Data for the task
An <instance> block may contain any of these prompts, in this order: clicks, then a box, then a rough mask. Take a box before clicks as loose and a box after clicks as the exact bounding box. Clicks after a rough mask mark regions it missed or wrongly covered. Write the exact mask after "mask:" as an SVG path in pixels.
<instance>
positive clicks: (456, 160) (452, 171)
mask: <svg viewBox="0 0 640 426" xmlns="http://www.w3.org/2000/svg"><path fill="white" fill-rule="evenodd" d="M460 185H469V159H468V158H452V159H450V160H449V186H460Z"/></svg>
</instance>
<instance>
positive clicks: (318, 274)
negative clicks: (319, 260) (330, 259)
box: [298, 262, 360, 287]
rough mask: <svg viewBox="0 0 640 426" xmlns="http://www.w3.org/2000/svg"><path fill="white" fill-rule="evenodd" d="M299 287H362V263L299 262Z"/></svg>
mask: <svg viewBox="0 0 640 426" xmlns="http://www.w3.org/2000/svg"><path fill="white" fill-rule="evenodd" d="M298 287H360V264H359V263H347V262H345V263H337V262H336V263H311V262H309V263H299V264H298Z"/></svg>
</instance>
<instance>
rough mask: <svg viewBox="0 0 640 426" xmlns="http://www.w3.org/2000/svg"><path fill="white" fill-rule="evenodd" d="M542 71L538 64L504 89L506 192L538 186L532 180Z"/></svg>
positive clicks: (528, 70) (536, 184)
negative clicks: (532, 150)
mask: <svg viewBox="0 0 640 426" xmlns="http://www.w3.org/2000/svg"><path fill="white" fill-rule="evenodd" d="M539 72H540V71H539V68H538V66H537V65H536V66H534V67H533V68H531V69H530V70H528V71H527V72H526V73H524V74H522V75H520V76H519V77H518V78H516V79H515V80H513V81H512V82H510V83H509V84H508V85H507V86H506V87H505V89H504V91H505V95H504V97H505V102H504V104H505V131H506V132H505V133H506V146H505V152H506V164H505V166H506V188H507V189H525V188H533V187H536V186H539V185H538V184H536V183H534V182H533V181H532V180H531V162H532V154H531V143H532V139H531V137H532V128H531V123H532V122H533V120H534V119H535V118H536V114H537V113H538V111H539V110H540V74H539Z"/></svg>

Exercise
Write out all the records again, exactly as they appear.

Exercise solution
An <instance> block may contain any of these prompts, in this order: clicks, then a box, then a rough mask. Take a box before clicks as loose and a box after clicks as the exact bounding box. Clicks after a rough mask mark regions it missed or wrongly covered. Write the exact mask after "mask:" as an SVG path in pixels.
<instance>
positive clicks: (456, 160) (452, 171)
mask: <svg viewBox="0 0 640 426" xmlns="http://www.w3.org/2000/svg"><path fill="white" fill-rule="evenodd" d="M460 185H469V159H468V158H452V159H450V160H449V186H460Z"/></svg>
</instance>
<instance>
positive clicks: (318, 274)
negative clicks: (319, 260) (330, 259)
box: [298, 262, 360, 287]
rough mask: <svg viewBox="0 0 640 426" xmlns="http://www.w3.org/2000/svg"><path fill="white" fill-rule="evenodd" d="M299 287H362V263L299 262Z"/></svg>
mask: <svg viewBox="0 0 640 426" xmlns="http://www.w3.org/2000/svg"><path fill="white" fill-rule="evenodd" d="M298 287H360V264H359V263H347V262H345V263H337V262H336V263H311V262H309V263H299V264H298Z"/></svg>
</instance>
<instance>
rough mask: <svg viewBox="0 0 640 426" xmlns="http://www.w3.org/2000/svg"><path fill="white" fill-rule="evenodd" d="M542 71L538 64L504 89L506 192L538 186L532 180Z"/></svg>
positive clicks: (528, 70) (536, 184)
negative clicks: (532, 150)
mask: <svg viewBox="0 0 640 426" xmlns="http://www.w3.org/2000/svg"><path fill="white" fill-rule="evenodd" d="M539 72H540V71H539V68H538V66H537V65H536V66H534V67H533V68H531V69H530V70H528V71H527V72H526V73H524V74H522V75H520V76H519V77H518V78H516V79H515V80H513V81H512V82H510V83H509V84H508V85H507V86H506V87H505V89H504V91H505V95H504V97H505V102H504V104H505V131H506V132H505V133H506V146H505V152H506V164H505V166H506V188H507V189H525V188H533V187H536V186H539V185H538V184H536V183H534V182H533V181H532V180H531V162H532V154H531V143H532V139H531V137H532V128H531V123H532V122H533V120H534V119H535V118H536V114H537V113H538V111H539V110H540V74H539Z"/></svg>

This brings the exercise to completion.